begin

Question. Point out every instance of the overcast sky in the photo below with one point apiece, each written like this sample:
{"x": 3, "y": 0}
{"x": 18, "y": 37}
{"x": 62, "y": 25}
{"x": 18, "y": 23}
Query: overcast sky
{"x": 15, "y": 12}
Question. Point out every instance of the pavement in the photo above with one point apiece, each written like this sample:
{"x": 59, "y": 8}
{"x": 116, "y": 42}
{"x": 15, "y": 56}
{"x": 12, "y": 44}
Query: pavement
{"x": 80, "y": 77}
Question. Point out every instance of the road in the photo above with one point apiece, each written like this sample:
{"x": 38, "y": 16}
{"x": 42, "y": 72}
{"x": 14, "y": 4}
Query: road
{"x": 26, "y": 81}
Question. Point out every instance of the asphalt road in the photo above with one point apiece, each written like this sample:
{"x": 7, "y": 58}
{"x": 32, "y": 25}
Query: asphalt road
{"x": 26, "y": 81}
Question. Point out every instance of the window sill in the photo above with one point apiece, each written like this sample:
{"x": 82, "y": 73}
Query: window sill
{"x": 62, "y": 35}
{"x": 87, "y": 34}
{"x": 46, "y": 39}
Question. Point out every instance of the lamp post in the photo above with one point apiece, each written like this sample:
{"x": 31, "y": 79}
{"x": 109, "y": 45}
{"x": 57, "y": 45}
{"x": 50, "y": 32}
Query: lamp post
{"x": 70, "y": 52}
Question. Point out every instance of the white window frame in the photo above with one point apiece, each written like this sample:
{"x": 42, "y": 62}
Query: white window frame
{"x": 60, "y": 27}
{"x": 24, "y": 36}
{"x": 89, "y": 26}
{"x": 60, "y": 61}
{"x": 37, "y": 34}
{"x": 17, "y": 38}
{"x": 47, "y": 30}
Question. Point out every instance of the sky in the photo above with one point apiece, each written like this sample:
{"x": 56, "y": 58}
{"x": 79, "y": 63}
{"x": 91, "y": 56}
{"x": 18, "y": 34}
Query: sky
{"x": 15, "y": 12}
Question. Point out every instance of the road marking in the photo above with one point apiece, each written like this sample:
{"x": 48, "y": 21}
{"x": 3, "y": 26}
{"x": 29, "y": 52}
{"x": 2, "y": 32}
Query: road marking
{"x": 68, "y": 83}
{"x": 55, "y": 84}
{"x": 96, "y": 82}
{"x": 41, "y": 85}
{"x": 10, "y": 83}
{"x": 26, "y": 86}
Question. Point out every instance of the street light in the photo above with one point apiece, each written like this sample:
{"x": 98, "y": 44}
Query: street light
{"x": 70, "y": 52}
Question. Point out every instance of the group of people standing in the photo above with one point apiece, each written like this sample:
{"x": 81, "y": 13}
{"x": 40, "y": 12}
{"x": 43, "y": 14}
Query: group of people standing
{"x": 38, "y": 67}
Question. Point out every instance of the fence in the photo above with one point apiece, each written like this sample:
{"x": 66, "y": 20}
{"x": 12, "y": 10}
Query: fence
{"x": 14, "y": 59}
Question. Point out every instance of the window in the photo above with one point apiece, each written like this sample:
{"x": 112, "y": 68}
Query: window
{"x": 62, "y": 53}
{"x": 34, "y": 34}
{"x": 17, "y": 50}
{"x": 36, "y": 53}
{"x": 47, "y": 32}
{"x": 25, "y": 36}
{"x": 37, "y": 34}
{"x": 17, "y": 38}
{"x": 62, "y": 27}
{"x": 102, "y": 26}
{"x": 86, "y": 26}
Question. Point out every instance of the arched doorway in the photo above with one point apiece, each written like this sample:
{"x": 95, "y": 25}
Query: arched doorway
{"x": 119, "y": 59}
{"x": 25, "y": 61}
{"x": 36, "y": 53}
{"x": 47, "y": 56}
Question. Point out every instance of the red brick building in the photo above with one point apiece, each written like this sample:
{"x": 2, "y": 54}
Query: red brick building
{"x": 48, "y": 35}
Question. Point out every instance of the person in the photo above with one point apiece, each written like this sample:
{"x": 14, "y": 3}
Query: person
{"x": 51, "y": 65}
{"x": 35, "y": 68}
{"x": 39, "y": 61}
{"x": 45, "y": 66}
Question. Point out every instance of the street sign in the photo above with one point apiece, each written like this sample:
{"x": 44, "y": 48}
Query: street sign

end

Your instructions. Please rewrite all the entries above, swapping "one point apiece" for "a single point each" everywhere it occurs and leaving everything else unchanged.

Completed task.
Question. Point out every instance of the overcast sky in the photo below with a single point each, each written like this sample:
{"x": 3, "y": 0}
{"x": 18, "y": 37}
{"x": 62, "y": 25}
{"x": 18, "y": 23}
Query: overcast sky
{"x": 15, "y": 12}
Question. Point out every instance of the pavement in the photo above with a single point each, each written like this sample:
{"x": 59, "y": 8}
{"x": 116, "y": 42}
{"x": 15, "y": 56}
{"x": 12, "y": 44}
Query: pavement
{"x": 80, "y": 77}
Question. Point out every instance of the road in the photo above with a single point each, each written like this sample:
{"x": 38, "y": 16}
{"x": 42, "y": 72}
{"x": 14, "y": 4}
Query: road
{"x": 26, "y": 81}
Question. Point out every instance of the asphalt road in the photo above with a single point each, each written like this sample:
{"x": 7, "y": 58}
{"x": 32, "y": 25}
Query: asphalt road
{"x": 26, "y": 81}
Question. Point out every instance of the window sill in the photo above with a single point each, each written like this sample:
{"x": 82, "y": 73}
Query: window sill
{"x": 62, "y": 35}
{"x": 87, "y": 34}
{"x": 46, "y": 39}
Question. Point out every instance of the lamp post in the photo above with a single point each, each written like this sample:
{"x": 31, "y": 79}
{"x": 109, "y": 45}
{"x": 57, "y": 45}
{"x": 50, "y": 32}
Query: lamp post
{"x": 70, "y": 52}
Question. Point out every instance of the white window frame in the photo above with a single point each, each written like this sample:
{"x": 42, "y": 62}
Query: white window frame
{"x": 60, "y": 27}
{"x": 24, "y": 36}
{"x": 89, "y": 26}
{"x": 60, "y": 61}
{"x": 37, "y": 34}
{"x": 17, "y": 38}
{"x": 47, "y": 30}
Question. Point out every instance of the sky in the photo above with a single point each, each written like this sample:
{"x": 56, "y": 58}
{"x": 79, "y": 63}
{"x": 91, "y": 56}
{"x": 18, "y": 34}
Query: sky
{"x": 15, "y": 12}
Question. Point out every instance of the road marking in the photo above with a single point each, each written like this sample:
{"x": 48, "y": 21}
{"x": 3, "y": 26}
{"x": 29, "y": 52}
{"x": 2, "y": 32}
Query: road marking
{"x": 68, "y": 83}
{"x": 55, "y": 84}
{"x": 96, "y": 82}
{"x": 41, "y": 85}
{"x": 10, "y": 83}
{"x": 26, "y": 86}
Question. Point out every instance of the street light in the photo above with a single point each, each written like this sample:
{"x": 98, "y": 44}
Query: street light
{"x": 70, "y": 52}
Question. Point out every instance of the group of people standing in the photo above with a single point each, each written like this sample:
{"x": 81, "y": 13}
{"x": 40, "y": 12}
{"x": 43, "y": 14}
Query: group of people standing
{"x": 38, "y": 67}
Question. Point out every instance of the fence in the photo above with a single point each, each written like this sample:
{"x": 66, "y": 20}
{"x": 12, "y": 10}
Query: fence
{"x": 14, "y": 59}
Question. Point out every instance of the window in the photo above with a single point each, each written like this sample:
{"x": 112, "y": 68}
Query: window
{"x": 62, "y": 53}
{"x": 34, "y": 34}
{"x": 17, "y": 50}
{"x": 36, "y": 53}
{"x": 47, "y": 32}
{"x": 25, "y": 36}
{"x": 37, "y": 34}
{"x": 17, "y": 38}
{"x": 62, "y": 27}
{"x": 102, "y": 26}
{"x": 86, "y": 26}
Question. Point out every instance of the arched doorway in the photo above with a single point each, each written like this sample:
{"x": 95, "y": 25}
Query: arched doorway
{"x": 119, "y": 59}
{"x": 25, "y": 61}
{"x": 36, "y": 53}
{"x": 47, "y": 56}
Question. Point out every instance of the red brick building in the photo above with a single point each, each written like this sample:
{"x": 2, "y": 54}
Query: red brick building
{"x": 48, "y": 35}
Question. Point out every instance of the person in the photo above with a single point each, each written like this sample:
{"x": 14, "y": 3}
Query: person
{"x": 51, "y": 65}
{"x": 35, "y": 68}
{"x": 39, "y": 61}
{"x": 45, "y": 66}
Question. Point out every instance of the street sign in the photo above with a single point each, each written like this sample:
{"x": 44, "y": 48}
Query: street sign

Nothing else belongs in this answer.